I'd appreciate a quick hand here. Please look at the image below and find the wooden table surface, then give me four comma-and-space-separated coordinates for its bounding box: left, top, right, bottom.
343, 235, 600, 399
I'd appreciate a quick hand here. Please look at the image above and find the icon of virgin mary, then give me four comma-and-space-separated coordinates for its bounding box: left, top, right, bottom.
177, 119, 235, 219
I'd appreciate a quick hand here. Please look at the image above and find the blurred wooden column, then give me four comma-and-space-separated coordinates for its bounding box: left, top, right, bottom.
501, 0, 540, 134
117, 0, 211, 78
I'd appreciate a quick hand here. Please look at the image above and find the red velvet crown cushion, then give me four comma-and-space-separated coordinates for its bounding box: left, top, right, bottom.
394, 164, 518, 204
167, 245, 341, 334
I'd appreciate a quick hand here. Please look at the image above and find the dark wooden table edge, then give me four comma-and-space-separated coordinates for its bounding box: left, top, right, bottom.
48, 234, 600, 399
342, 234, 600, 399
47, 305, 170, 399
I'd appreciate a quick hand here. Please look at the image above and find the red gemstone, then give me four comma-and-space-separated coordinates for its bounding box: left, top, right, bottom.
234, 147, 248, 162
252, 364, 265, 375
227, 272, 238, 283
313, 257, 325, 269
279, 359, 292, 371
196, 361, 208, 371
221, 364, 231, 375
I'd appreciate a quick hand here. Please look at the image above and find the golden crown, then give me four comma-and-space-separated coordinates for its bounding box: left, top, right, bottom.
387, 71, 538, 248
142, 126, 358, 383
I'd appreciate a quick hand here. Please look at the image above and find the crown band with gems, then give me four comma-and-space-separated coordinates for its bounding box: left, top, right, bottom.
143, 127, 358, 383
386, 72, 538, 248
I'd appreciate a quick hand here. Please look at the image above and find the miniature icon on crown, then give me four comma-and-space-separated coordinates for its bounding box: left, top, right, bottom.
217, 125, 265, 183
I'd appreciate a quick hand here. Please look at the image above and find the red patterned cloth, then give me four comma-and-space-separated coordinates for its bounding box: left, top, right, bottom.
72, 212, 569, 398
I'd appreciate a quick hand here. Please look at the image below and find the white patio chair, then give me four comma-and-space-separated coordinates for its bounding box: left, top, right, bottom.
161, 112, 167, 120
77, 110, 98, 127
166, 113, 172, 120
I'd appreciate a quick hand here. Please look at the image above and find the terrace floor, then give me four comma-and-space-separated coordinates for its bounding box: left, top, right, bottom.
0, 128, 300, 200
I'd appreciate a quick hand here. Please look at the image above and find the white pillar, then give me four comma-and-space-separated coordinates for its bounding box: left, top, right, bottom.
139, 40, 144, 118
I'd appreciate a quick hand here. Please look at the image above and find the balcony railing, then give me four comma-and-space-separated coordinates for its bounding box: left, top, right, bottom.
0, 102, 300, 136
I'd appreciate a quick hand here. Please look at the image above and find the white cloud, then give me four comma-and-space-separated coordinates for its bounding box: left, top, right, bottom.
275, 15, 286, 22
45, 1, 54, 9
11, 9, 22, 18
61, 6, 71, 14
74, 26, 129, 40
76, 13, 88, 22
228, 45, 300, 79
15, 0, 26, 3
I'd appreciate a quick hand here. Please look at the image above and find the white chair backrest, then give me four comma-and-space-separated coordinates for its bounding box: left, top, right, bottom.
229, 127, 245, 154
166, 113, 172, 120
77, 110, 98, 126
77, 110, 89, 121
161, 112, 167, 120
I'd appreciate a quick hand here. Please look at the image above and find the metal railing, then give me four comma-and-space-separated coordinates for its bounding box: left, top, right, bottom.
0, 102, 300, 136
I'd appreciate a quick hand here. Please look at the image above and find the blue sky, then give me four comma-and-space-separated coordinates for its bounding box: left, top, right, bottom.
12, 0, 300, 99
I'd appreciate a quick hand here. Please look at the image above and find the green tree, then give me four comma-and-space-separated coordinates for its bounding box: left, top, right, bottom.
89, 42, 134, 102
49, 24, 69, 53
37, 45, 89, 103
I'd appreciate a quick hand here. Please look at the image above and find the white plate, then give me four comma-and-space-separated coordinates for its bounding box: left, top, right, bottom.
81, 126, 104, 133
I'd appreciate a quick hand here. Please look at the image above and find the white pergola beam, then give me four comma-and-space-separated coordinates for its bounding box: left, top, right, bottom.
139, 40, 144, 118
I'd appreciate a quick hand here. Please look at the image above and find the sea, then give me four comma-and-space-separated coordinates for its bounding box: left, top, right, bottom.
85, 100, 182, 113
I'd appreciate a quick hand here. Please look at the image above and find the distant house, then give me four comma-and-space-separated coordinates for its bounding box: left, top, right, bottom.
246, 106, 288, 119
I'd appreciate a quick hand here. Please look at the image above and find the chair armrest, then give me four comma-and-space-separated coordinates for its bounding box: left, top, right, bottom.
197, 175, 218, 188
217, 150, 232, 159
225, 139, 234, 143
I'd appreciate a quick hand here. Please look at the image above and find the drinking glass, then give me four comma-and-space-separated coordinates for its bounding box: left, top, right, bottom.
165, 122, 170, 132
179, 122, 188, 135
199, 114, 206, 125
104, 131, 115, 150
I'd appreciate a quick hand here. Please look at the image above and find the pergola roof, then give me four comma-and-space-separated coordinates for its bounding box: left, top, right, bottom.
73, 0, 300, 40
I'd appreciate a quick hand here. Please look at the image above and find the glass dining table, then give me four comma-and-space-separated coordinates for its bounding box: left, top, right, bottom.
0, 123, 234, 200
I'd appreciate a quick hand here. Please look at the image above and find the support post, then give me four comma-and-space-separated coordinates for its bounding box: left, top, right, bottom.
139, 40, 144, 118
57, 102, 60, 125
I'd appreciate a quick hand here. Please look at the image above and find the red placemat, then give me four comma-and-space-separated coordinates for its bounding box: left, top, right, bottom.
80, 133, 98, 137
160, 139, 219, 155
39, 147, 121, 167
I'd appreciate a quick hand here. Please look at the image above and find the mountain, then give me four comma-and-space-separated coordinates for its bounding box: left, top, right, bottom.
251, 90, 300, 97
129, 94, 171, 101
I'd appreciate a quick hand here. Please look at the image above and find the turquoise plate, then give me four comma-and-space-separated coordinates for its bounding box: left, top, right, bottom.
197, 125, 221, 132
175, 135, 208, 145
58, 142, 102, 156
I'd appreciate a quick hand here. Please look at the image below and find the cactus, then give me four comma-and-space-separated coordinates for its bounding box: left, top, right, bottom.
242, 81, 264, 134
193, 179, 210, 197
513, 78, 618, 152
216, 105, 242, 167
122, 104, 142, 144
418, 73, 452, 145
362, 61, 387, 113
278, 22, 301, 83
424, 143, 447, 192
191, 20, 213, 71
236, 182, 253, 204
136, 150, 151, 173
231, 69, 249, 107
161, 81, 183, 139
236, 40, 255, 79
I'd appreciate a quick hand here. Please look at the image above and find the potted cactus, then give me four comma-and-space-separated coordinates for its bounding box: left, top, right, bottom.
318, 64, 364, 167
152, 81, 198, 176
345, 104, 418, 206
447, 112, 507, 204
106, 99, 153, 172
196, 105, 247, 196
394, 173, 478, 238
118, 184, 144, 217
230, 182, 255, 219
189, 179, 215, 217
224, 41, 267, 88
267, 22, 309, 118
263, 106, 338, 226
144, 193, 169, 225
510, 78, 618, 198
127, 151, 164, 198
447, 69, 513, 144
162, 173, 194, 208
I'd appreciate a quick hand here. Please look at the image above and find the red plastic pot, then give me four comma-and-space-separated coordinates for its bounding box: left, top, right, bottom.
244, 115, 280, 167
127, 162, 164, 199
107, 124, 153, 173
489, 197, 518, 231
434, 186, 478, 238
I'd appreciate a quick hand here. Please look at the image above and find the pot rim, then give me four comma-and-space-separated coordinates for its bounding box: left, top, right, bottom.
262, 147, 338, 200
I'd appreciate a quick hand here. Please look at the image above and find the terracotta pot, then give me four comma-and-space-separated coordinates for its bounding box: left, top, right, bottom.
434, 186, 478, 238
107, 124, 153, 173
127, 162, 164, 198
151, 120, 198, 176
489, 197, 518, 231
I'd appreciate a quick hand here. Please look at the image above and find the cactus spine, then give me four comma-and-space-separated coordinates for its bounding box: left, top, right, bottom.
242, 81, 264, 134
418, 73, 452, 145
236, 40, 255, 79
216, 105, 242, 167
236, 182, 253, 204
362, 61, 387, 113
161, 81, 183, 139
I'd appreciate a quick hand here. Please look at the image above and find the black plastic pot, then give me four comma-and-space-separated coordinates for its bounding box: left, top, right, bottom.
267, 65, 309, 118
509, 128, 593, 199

---

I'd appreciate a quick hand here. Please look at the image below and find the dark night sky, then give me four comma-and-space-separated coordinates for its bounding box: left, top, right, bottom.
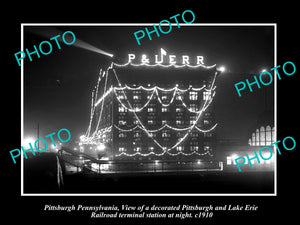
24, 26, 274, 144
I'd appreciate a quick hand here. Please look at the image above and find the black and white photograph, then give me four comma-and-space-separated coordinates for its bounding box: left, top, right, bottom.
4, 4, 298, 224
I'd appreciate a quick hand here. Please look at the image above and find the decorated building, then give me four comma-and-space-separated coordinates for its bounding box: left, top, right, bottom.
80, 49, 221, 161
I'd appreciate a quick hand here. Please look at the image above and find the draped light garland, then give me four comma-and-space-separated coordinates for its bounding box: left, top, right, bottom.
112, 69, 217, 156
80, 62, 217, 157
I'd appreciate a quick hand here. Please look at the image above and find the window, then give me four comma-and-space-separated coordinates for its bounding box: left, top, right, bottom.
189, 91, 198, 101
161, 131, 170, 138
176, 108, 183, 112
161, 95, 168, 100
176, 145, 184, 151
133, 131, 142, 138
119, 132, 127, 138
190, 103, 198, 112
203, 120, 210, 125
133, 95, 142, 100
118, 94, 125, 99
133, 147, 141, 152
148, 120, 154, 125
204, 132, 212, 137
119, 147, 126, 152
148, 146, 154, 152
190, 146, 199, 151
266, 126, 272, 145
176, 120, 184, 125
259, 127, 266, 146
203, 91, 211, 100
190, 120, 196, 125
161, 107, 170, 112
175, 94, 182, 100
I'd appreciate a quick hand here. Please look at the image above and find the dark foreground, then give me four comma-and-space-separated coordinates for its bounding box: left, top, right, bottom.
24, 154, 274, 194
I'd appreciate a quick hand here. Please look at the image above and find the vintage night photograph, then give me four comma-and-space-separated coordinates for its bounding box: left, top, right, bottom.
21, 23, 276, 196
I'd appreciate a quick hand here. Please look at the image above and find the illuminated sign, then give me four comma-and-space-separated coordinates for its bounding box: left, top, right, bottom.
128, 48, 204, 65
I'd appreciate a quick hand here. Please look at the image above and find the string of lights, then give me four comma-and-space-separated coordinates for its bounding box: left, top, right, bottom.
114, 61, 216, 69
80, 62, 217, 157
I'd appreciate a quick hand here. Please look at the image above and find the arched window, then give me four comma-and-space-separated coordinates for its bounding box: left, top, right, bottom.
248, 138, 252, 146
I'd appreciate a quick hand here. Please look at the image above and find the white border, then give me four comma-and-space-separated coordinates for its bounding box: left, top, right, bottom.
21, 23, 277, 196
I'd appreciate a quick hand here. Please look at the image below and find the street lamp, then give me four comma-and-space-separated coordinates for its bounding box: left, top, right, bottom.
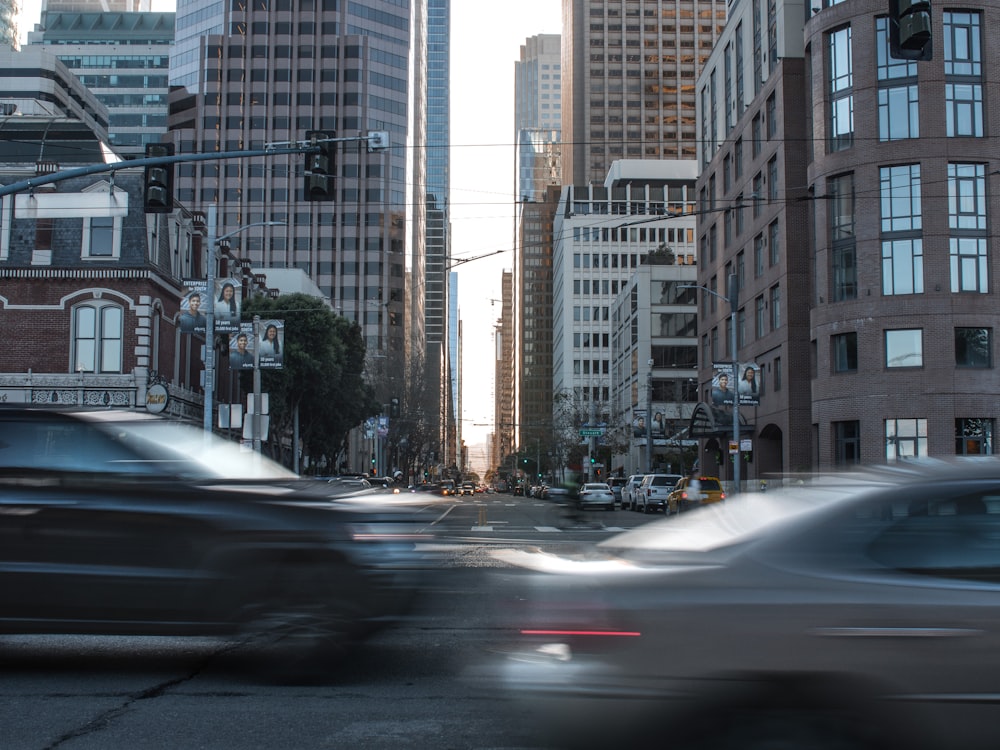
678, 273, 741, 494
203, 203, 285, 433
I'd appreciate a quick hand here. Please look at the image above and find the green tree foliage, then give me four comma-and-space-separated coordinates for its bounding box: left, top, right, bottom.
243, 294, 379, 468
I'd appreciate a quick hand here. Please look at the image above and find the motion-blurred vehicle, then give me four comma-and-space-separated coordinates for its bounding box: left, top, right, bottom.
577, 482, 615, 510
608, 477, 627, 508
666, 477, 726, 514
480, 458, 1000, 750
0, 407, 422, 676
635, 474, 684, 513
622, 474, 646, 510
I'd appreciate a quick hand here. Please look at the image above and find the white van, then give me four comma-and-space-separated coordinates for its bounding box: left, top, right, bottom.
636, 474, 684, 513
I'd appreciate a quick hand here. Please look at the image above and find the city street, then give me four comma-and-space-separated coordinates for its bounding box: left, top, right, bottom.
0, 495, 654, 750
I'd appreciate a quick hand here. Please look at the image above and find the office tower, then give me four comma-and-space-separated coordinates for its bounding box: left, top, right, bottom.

The task —
Reproduce only the part of the listing running from the line that contains "the cactus, then" down to the line that contains "262, 147, 338, 200", substituting "little help" for "quick hand" throughout and leaving everything else unchanged.

Output of the exercise —
I'd appreciate a little help here. Please look at the image below and find the cactus, then give me four comma-and-space-separated coordinates for its bounding box: left, top, right, bottom.
242, 81, 264, 134
193, 179, 210, 197
513, 78, 618, 152
216, 105, 242, 167
122, 104, 142, 144
418, 73, 452, 145
362, 61, 387, 113
278, 22, 301, 83
424, 143, 447, 192
191, 20, 213, 71
236, 182, 253, 204
136, 150, 151, 173
231, 69, 249, 107
161, 81, 183, 139
236, 40, 255, 79
I'd appreciate a little help here. Please look at the image above and find the potted cactus, then give me four comma-and-space-separated coordinates for its bounding box: left, top, right, bottom.
318, 64, 364, 167
152, 81, 198, 176
345, 104, 418, 206
447, 112, 507, 204
106, 99, 153, 172
196, 105, 247, 196
394, 173, 478, 238
118, 184, 144, 217
230, 182, 255, 219
189, 179, 215, 217
224, 41, 267, 88
267, 22, 309, 118
263, 106, 338, 226
144, 193, 169, 225
510, 78, 618, 198
127, 151, 164, 198
447, 69, 513, 144
162, 173, 194, 208
I'd appreciate a little help here. Please look at the image above and find the red plastic pot, then give me four comma-and-space-separated coordinates for its bounding box: left, top, right, bottom.
244, 115, 280, 167
127, 162, 164, 199
107, 124, 153, 173
489, 197, 518, 231
434, 186, 478, 238
I'd appreciate a little help here. Please look at the image above and find the pot rim, then give me four comma-and-space-separated coordinates for its bounding box: left, top, right, bottom.
262, 147, 338, 200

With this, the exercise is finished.